(YOUR GOAL): Copy the entries from the very start up to and including the line with "Please outline every instance of the upper story window.", replacing "outline" with "trace" everywhere it appears and keeping everything else the same.

(INFORMATION SHOWN):

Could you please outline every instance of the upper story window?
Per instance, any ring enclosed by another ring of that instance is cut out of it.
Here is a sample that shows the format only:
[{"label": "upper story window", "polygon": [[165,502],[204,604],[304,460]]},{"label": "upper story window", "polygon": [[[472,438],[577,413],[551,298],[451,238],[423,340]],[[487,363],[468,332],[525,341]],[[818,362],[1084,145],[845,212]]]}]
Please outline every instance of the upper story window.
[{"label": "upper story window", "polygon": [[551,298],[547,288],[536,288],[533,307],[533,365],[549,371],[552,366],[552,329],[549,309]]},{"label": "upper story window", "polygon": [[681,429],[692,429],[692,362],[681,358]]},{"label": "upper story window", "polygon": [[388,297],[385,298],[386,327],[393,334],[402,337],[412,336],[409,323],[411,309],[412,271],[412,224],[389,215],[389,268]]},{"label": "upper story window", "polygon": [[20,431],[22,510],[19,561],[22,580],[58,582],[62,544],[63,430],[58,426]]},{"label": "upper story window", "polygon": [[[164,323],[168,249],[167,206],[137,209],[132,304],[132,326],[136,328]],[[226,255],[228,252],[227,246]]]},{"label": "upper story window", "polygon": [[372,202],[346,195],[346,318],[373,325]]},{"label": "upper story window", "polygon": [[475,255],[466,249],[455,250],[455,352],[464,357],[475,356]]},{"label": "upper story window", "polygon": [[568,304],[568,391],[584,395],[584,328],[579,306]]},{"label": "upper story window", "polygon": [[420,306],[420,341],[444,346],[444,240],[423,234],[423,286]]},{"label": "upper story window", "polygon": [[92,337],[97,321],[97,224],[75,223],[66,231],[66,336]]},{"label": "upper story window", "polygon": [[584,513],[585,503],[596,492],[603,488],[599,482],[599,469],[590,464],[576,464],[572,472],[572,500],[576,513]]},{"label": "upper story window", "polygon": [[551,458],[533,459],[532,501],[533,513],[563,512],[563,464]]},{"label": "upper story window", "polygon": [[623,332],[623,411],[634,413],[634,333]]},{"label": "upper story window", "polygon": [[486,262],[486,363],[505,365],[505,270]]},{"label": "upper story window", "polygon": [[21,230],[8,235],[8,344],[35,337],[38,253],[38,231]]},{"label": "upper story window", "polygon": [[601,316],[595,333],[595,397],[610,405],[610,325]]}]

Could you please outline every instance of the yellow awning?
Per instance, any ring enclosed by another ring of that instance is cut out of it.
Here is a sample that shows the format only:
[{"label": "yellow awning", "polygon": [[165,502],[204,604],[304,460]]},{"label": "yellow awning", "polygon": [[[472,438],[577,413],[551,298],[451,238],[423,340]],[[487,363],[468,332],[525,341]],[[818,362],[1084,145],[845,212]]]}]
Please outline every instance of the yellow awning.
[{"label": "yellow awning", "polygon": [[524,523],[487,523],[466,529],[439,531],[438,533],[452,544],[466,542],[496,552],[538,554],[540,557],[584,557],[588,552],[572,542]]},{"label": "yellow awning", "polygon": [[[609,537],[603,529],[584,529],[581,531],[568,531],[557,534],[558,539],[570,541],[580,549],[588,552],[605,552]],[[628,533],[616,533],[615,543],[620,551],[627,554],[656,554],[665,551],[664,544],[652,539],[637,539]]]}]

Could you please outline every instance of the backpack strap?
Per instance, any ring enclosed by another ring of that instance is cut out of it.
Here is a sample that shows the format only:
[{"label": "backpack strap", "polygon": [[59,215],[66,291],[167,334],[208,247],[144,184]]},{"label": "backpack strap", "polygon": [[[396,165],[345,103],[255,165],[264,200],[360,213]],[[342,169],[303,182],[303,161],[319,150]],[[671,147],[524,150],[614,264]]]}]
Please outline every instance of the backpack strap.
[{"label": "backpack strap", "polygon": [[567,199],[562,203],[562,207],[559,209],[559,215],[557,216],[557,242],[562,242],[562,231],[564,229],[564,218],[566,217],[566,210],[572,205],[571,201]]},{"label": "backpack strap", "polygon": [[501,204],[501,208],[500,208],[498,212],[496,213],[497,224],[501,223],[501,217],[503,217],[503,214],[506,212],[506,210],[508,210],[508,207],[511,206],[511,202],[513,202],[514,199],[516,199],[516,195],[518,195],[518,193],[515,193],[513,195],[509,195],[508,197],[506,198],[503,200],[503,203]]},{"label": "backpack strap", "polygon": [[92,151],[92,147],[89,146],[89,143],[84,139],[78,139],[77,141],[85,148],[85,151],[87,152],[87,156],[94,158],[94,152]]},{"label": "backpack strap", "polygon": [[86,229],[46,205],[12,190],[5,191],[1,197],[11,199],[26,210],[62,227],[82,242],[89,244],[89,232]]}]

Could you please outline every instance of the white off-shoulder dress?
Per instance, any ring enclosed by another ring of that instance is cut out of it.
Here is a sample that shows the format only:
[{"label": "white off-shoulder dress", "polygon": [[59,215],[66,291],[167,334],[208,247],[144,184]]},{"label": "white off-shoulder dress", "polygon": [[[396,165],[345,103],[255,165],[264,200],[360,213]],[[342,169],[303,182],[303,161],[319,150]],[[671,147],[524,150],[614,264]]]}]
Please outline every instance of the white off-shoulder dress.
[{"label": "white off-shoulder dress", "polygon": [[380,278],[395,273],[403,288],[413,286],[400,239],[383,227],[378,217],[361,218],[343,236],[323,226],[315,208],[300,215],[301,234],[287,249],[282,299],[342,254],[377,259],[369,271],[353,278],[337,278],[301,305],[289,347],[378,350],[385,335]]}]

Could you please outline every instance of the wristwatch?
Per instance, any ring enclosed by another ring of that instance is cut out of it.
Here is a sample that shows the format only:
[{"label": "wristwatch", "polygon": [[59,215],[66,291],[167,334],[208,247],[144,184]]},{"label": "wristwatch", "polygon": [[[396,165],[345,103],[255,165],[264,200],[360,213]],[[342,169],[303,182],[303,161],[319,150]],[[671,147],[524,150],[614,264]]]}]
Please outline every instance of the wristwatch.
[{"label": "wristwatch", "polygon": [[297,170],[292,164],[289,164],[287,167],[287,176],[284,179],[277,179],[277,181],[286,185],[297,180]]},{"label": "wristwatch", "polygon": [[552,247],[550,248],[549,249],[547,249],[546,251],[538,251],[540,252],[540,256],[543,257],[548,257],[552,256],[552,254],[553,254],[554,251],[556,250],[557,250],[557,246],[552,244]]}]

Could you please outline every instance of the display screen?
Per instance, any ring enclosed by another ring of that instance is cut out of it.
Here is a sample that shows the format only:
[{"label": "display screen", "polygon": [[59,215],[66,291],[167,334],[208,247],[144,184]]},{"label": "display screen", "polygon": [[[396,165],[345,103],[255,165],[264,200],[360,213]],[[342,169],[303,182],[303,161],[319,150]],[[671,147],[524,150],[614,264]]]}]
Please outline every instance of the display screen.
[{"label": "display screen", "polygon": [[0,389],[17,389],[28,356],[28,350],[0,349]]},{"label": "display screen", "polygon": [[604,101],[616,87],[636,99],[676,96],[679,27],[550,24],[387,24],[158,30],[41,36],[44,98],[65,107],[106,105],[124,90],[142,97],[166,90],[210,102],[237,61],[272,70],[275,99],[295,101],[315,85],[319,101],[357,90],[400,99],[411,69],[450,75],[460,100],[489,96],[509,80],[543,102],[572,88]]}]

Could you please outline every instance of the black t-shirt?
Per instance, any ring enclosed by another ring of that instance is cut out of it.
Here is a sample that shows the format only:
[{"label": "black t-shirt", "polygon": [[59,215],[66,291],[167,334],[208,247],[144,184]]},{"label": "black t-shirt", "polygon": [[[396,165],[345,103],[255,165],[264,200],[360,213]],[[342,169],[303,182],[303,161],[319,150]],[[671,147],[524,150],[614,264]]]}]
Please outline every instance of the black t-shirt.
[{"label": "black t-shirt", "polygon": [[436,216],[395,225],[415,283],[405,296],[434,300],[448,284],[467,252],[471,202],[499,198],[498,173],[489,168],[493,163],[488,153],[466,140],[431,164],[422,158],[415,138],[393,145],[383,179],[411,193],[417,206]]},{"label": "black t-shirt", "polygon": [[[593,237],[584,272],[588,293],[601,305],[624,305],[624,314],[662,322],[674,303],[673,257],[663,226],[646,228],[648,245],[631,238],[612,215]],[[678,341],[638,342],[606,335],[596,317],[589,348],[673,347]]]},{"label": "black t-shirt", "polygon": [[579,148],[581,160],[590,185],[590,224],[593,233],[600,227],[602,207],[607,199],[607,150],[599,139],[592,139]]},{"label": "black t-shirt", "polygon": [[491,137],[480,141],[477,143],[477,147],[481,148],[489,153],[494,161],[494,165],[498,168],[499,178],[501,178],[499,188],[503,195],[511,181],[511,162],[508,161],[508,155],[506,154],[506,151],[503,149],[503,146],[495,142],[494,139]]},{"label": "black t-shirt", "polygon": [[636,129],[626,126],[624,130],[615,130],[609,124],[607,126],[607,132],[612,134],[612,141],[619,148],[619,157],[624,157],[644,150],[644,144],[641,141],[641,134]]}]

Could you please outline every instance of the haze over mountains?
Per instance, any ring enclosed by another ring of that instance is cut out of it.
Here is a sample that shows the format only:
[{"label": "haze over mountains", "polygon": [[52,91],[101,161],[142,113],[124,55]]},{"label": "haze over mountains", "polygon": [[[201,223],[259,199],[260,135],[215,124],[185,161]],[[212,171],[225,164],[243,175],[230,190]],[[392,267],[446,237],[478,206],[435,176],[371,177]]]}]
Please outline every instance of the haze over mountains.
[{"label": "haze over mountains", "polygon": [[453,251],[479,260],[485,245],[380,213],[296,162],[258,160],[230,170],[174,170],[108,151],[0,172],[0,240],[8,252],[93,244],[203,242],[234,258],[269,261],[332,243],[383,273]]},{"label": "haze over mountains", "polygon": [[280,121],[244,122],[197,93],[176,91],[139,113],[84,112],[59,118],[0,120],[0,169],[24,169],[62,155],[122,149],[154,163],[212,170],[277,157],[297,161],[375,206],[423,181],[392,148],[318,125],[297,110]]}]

(WRITTEN SOLUTION):
Could you please trace every instance of the upper story window?
Per instance, any ring enclosed by another ring of that instance is cut out of it.
Here is a sample that shows the format only:
[{"label": "upper story window", "polygon": [[165,502],[204,604],[304,460]]},{"label": "upper story window", "polygon": [[[472,438],[577,413],[551,298],[451,238],[423,340]],[[487,363],[468,332],[525,341]],[[818,362],[1084,145],[845,212]]]}]
Please trace every instance of the upper story window.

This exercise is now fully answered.